** Begin DATA FOR PROCESSING **

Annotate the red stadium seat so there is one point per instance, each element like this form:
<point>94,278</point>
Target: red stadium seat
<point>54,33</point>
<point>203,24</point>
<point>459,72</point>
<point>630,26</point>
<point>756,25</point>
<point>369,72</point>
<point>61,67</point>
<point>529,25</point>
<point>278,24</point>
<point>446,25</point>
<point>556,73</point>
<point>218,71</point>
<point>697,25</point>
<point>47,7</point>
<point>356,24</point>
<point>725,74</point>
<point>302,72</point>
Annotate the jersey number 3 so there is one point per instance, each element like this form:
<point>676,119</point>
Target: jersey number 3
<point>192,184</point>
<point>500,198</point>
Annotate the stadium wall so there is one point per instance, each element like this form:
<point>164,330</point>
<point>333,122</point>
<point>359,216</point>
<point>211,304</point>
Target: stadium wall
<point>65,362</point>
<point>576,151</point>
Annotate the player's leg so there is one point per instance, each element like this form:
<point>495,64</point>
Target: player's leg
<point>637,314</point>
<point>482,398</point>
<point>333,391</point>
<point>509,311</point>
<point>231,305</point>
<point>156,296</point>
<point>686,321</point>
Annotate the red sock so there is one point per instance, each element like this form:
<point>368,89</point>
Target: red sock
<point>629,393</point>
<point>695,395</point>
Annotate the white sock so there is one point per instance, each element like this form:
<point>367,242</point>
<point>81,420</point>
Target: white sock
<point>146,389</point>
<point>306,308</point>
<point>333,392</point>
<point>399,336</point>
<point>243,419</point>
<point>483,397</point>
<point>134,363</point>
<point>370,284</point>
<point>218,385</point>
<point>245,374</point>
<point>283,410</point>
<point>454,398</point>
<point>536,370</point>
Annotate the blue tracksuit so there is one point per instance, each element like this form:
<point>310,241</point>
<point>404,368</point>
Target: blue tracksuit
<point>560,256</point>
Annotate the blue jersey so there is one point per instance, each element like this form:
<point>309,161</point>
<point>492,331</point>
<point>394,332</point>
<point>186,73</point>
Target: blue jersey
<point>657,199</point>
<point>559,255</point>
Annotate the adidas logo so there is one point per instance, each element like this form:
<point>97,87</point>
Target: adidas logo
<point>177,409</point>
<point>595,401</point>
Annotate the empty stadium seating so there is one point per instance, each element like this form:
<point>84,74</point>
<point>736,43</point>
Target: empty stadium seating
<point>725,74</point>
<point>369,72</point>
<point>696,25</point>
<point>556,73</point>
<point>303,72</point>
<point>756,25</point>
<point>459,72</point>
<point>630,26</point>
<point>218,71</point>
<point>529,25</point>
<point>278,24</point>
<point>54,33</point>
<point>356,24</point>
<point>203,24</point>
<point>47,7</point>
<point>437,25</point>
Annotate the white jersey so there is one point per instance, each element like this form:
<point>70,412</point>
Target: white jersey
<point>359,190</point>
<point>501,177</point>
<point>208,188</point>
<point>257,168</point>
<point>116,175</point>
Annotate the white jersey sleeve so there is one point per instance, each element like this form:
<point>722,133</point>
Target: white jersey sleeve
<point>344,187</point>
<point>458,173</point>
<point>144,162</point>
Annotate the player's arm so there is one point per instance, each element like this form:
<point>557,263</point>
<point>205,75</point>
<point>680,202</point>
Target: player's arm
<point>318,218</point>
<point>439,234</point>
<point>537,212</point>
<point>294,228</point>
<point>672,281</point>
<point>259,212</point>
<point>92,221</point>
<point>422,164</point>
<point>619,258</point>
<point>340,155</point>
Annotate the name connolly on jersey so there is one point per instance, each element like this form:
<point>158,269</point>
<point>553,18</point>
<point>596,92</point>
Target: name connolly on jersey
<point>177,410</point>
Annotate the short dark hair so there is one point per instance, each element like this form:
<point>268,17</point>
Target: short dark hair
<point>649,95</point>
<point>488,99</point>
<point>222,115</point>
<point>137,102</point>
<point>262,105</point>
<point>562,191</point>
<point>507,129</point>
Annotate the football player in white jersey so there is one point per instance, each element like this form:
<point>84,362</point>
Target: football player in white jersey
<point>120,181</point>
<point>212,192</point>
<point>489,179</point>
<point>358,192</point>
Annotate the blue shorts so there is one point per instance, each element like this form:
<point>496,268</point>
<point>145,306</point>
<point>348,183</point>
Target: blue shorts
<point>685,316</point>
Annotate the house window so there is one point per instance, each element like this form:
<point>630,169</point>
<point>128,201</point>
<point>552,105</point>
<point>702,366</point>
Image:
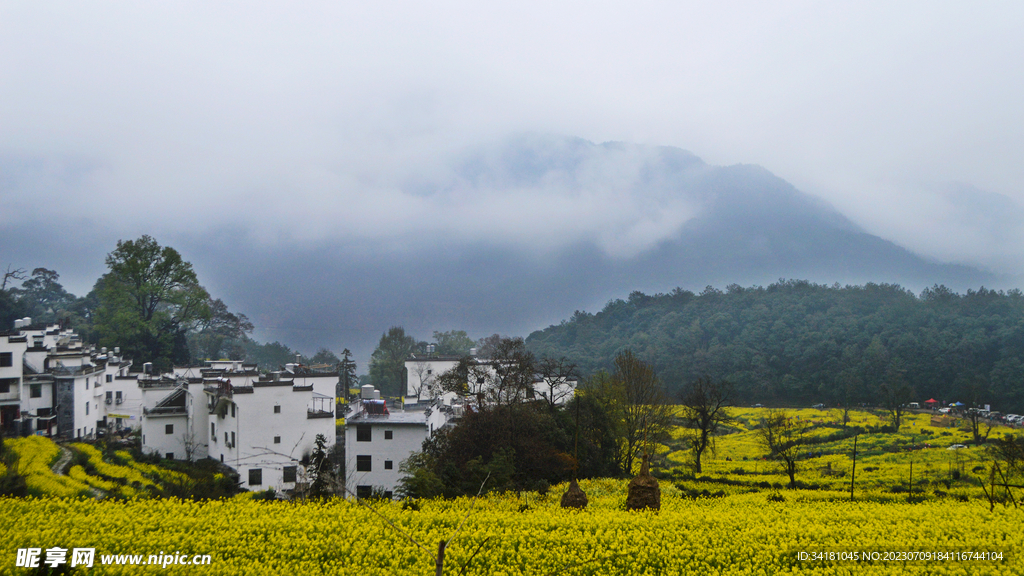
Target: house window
<point>290,472</point>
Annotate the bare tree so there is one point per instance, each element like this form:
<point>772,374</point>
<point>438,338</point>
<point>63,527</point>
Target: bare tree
<point>643,408</point>
<point>422,378</point>
<point>782,437</point>
<point>980,426</point>
<point>895,393</point>
<point>512,370</point>
<point>704,411</point>
<point>559,379</point>
<point>467,377</point>
<point>11,275</point>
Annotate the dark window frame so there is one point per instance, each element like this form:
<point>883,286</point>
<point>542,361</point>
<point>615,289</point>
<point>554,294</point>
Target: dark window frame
<point>364,463</point>
<point>290,474</point>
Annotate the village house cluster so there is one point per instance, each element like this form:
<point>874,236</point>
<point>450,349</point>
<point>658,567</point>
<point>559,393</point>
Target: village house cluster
<point>261,424</point>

** End DATA FOR PROCESSING **

Copy all the records above word for word, leaving out the pictures.

Annotate the red stadium seat so there is one point per instance, each element like this form:
<point>94,278</point>
Target: red stadium seat
<point>54,33</point>
<point>203,24</point>
<point>459,72</point>
<point>630,26</point>
<point>756,25</point>
<point>369,72</point>
<point>61,67</point>
<point>529,25</point>
<point>278,24</point>
<point>446,25</point>
<point>556,73</point>
<point>218,71</point>
<point>697,25</point>
<point>47,7</point>
<point>356,24</point>
<point>725,74</point>
<point>302,72</point>
Annotate the jersey number 3 so there is one point per instance, each element like this form:
<point>676,119</point>
Target: jersey number 3
<point>192,184</point>
<point>500,198</point>
Annotate the stadium wall so there is one point per instance, each element like this form:
<point>164,330</point>
<point>333,122</point>
<point>359,216</point>
<point>211,304</point>
Target: stadium wall
<point>65,362</point>
<point>576,151</point>
Annotate the player's leg so there is one point per instance, each element like this form:
<point>495,64</point>
Target: player's leg
<point>637,314</point>
<point>482,398</point>
<point>333,391</point>
<point>509,311</point>
<point>231,305</point>
<point>156,296</point>
<point>686,321</point>
Annotate the red sock so there is one point per instance, each element like this form:
<point>368,89</point>
Target: red sock
<point>629,393</point>
<point>695,395</point>
Annotate the white sock so there is one point per instance, each element like this form:
<point>367,242</point>
<point>81,420</point>
Target: white sock
<point>146,389</point>
<point>306,308</point>
<point>333,392</point>
<point>399,336</point>
<point>243,419</point>
<point>483,397</point>
<point>134,363</point>
<point>370,284</point>
<point>218,385</point>
<point>245,374</point>
<point>283,410</point>
<point>454,398</point>
<point>536,370</point>
Annotate the blue tracksuit so there is one point per instance, each element like this form:
<point>310,241</point>
<point>404,368</point>
Target: blue tracksuit
<point>560,256</point>
Annotate the blue jersey so there is one point per instance, each element like this form:
<point>309,161</point>
<point>492,331</point>
<point>394,332</point>
<point>186,73</point>
Target: blue jersey
<point>657,199</point>
<point>559,255</point>
Annotate the adidas logo so there is one point per instance, each element like this form:
<point>97,87</point>
Target: adidas logo
<point>177,409</point>
<point>595,401</point>
Annotate the empty stadium seating so there is one point per instance, each element like this form:
<point>84,74</point>
<point>736,43</point>
Target: empty stadium seating
<point>725,74</point>
<point>369,72</point>
<point>696,25</point>
<point>556,73</point>
<point>303,72</point>
<point>756,25</point>
<point>459,72</point>
<point>630,26</point>
<point>218,71</point>
<point>529,25</point>
<point>278,24</point>
<point>54,33</point>
<point>356,24</point>
<point>203,24</point>
<point>47,7</point>
<point>437,25</point>
Annotate the white jersey so there is one point per instance, each element like this form:
<point>70,412</point>
Target: white jersey
<point>359,190</point>
<point>501,177</point>
<point>208,188</point>
<point>257,168</point>
<point>116,175</point>
Annotate the white jersey sleeve so there is one point per instance, each element like this form:
<point>722,133</point>
Target: white jersey sleeve
<point>344,187</point>
<point>458,173</point>
<point>144,162</point>
Annotate the player's arm so there is one point per instance, each element like this form:
<point>557,263</point>
<point>205,75</point>
<point>680,202</point>
Target: player's arm
<point>318,218</point>
<point>439,234</point>
<point>537,212</point>
<point>294,228</point>
<point>672,281</point>
<point>259,212</point>
<point>92,221</point>
<point>422,164</point>
<point>619,258</point>
<point>340,155</point>
Annotate the name connolly on jersey so there is one point per instance, each element like this form:
<point>158,269</point>
<point>553,18</point>
<point>596,92</point>
Target: name connolly on jersey
<point>177,410</point>
Annotate the short dark hair so there is one point per instance, each element like this form:
<point>268,17</point>
Target: short dark hair
<point>649,95</point>
<point>488,99</point>
<point>222,115</point>
<point>137,102</point>
<point>262,105</point>
<point>562,191</point>
<point>507,129</point>
Annotate the football player in white jersey so there is one point per instance, each element like this form:
<point>84,362</point>
Target: football player in white jersey
<point>120,181</point>
<point>212,192</point>
<point>489,179</point>
<point>358,192</point>
Annotate the blue shorts so there is one point per instance, each element like this form:
<point>496,268</point>
<point>145,306</point>
<point>348,183</point>
Target: blue shorts
<point>685,316</point>
Annotate the house window so there is one point per instance, each element like this form:
<point>630,169</point>
<point>128,201</point>
<point>552,105</point>
<point>702,366</point>
Image:
Target: house window
<point>290,472</point>
Annotate the bare tree so there is one point per instance, each element like this form:
<point>772,374</point>
<point>438,338</point>
<point>63,527</point>
Target: bare tree
<point>643,408</point>
<point>422,378</point>
<point>782,437</point>
<point>980,426</point>
<point>895,393</point>
<point>512,370</point>
<point>704,411</point>
<point>559,379</point>
<point>467,377</point>
<point>11,275</point>
Annotate the dark window frame so there is one point per instance, each element like this form:
<point>883,286</point>
<point>542,361</point>
<point>615,289</point>
<point>554,294</point>
Target: dark window frame
<point>364,463</point>
<point>290,474</point>
Annotate the village house cluster so there is one point per instance, each element like this form:
<point>874,236</point>
<point>450,349</point>
<point>658,567</point>
<point>559,393</point>
Target: village house cluster
<point>261,424</point>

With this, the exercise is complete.